"""

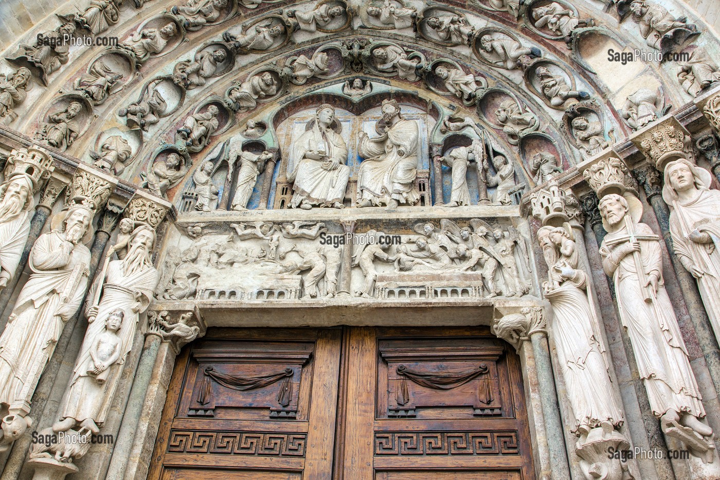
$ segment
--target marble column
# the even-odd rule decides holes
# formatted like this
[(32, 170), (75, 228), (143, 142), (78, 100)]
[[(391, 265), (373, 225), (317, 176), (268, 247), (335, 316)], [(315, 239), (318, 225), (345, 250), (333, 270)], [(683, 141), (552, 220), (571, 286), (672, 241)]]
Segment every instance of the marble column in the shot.
[[(536, 378), (528, 378), (527, 388), (540, 397), (543, 423), (545, 425), (542, 442), (536, 445), (542, 458), (546, 452), (548, 465), (541, 465), (540, 479), (567, 480), (570, 479), (570, 464), (565, 448), (562, 422), (557, 402), (557, 392), (552, 373), (552, 363), (547, 342), (547, 319), (543, 307), (523, 307), (519, 314), (510, 314), (496, 320), (492, 332), (498, 337), (513, 345), (524, 361), (523, 367), (534, 366)], [(528, 348), (529, 347), (529, 348)], [(531, 350), (531, 353), (528, 350)], [(529, 355), (528, 355), (529, 354)], [(528, 406), (531, 408), (531, 406)], [(529, 412), (532, 414), (533, 412)], [(531, 414), (531, 417), (533, 415)], [(536, 426), (539, 422), (536, 421)]]
[[(150, 311), (148, 317), (145, 348), (104, 480), (145, 479), (175, 358), (207, 331), (197, 311)], [(171, 324), (171, 319), (176, 321)]]
[(353, 273), (353, 240), (355, 235), (355, 227), (357, 226), (357, 223), (354, 220), (341, 221), (341, 223), (343, 226), (343, 230), (345, 231), (345, 235), (347, 236), (350, 234), (350, 241), (343, 245), (343, 259), (342, 259), (342, 267), (341, 267), (341, 274), (342, 275), (342, 280), (341, 282), (341, 288), (338, 291), (338, 296), (352, 296), (352, 291), (351, 290), (351, 281), (352, 280)]
[(280, 152), (277, 148), (268, 148), (273, 154), (271, 160), (265, 164), (265, 171), (263, 173), (263, 187), (260, 192), (260, 203), (258, 210), (267, 210), (268, 202), (270, 201), (270, 190), (272, 188), (272, 177), (275, 174), (275, 164), (277, 163)]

"""

Aim of the task - Rewrite the items above with every occurrence of "marble column" changed to "stone pillar" and all other text left unchanged. Omit the pictures from your answer.

Task answer -
$ segment
--target stone pillar
# the even-odd rule decides holes
# formatted like this
[(32, 170), (75, 228), (143, 142), (78, 100)]
[[(391, 265), (373, 225), (317, 176), (268, 247), (335, 316)], [(315, 239), (318, 225), (345, 250), (333, 270)], [(683, 141), (552, 220), (571, 286), (672, 241)]]
Segment every instance of the stone pillar in the shot.
[[(536, 378), (528, 378), (527, 388), (540, 397), (543, 423), (545, 425), (542, 442), (536, 445), (542, 458), (546, 452), (548, 465), (541, 465), (540, 479), (567, 480), (570, 479), (570, 464), (565, 448), (562, 422), (557, 402), (557, 392), (552, 373), (552, 363), (547, 342), (547, 319), (543, 307), (523, 307), (519, 314), (510, 314), (496, 320), (492, 332), (498, 337), (513, 345), (524, 361), (523, 367), (534, 366)], [(528, 348), (529, 347), (529, 348)], [(531, 350), (531, 353), (528, 350)], [(529, 355), (528, 355), (529, 354)], [(528, 406), (531, 408), (531, 406)], [(529, 412), (532, 414), (533, 412)], [(531, 414), (531, 417), (533, 415)], [(536, 426), (539, 422), (536, 421)]]
[[(150, 311), (148, 317), (145, 348), (104, 480), (145, 479), (175, 358), (207, 331), (197, 311)], [(171, 324), (171, 319), (176, 321)]]
[(353, 273), (353, 240), (355, 235), (355, 227), (357, 226), (357, 223), (354, 220), (341, 221), (341, 223), (343, 226), (343, 230), (345, 231), (345, 235), (347, 236), (350, 234), (350, 241), (343, 245), (343, 259), (342, 259), (342, 267), (341, 267), (341, 274), (342, 275), (342, 280), (341, 282), (341, 288), (338, 291), (338, 296), (352, 296), (352, 291), (351, 290), (351, 281), (352, 280)]
[(280, 152), (277, 148), (268, 148), (273, 154), (271, 160), (265, 164), (265, 171), (263, 173), (263, 187), (260, 192), (260, 203), (258, 210), (267, 210), (268, 202), (270, 201), (270, 190), (272, 188), (272, 177), (275, 174), (275, 164), (277, 163)]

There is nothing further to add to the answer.